EXERCISE A:
What station is reporter Margaret J. Krauss from, according to the article on self-driving cars?
EXERCISE B:
Quote the article on self-driving cars, starting with "Self-Driving Cars Should" and going on through "on the street.".

EXCERPTED TEXT:
::::::
Self-Driving Cars Should Accommodate People, Not the Other Way Around

A basic principle should be that autonomous vehicles have to rely on their own sensors, not devices connected to pedestrians and cyclists, to operate safely.

segment that aired yesterday on NPR’s Morning Edition comes off as posing a reasonable solution to the technical challenges of making self-driving cars safe around cyclists. But beneath the techno-optimism, there’s a dystopian vision in which being wired up is the only way for people walking or biking to avoid traffic dangers on the street.

The story begins innocently enough. Reporter Margaret J. Krauss, from WESA in Pittsburgh, talks with an autonomous vehicle researcher from Waymo about how the technology detects cyclists. She also learns from local bike advocates that many riders feel more comfortable around self-driving cars, because they aren’t subject to road rage.
::::::
[Position annotation records]
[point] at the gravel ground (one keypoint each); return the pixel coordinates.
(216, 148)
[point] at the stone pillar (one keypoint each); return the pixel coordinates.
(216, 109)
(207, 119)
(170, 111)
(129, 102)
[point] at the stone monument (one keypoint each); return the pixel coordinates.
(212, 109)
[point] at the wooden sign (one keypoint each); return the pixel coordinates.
::::::
FULL RESPONSE A:
WESA in Pittsburgh

FULL RESPONSE B:
Self-Driving Cars Should Accommodate People, Not the Other Way Around

A basic principle should be that autonomous vehicles have to rely on their own sensors, not devices connected to pedestrians and cyclists, to operate safely.

segment that aired yesterday on NPR’s Morning Edition comes off as posing a reasonable solution to the technical challenges of making self-driving cars safe around cyclists. But beneath the techno-optimism, there’s a dystopian vision in which being wired up is the only way for people walking or biking to avoid traffic dangers on the street.